**WRITTEN EXERCISE**
Pull out each line of the items below that contains the string "sequin". Treat uppercase and lowercase as different.

[Excerpt from a dataset]
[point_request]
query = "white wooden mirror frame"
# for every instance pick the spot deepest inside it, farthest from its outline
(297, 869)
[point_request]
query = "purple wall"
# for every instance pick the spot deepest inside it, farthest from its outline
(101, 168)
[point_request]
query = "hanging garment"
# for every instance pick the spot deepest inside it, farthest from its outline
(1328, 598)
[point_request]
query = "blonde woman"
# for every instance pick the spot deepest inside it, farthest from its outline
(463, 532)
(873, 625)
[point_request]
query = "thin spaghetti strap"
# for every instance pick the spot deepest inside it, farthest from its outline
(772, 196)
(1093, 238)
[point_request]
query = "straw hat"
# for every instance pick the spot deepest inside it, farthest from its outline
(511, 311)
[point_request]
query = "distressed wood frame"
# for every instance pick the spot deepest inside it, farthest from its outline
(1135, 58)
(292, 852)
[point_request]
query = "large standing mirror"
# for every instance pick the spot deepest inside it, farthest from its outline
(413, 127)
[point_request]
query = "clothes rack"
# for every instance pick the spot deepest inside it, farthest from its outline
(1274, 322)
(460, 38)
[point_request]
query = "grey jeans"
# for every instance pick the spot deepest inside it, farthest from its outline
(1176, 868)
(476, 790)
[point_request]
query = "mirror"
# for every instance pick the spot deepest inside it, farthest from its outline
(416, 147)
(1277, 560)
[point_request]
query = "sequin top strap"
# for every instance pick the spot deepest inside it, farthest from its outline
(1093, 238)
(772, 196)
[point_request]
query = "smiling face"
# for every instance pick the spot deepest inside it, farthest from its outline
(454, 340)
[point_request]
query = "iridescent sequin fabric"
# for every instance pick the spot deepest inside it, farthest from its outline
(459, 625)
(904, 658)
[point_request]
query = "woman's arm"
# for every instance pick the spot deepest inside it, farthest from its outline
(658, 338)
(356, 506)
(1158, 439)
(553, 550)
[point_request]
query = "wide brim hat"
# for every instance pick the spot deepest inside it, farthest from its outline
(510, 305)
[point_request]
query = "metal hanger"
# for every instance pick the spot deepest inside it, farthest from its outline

**RESULT FOR THIS TASK**
query = "sequin top strap"
query = "iridescent sequin fabric"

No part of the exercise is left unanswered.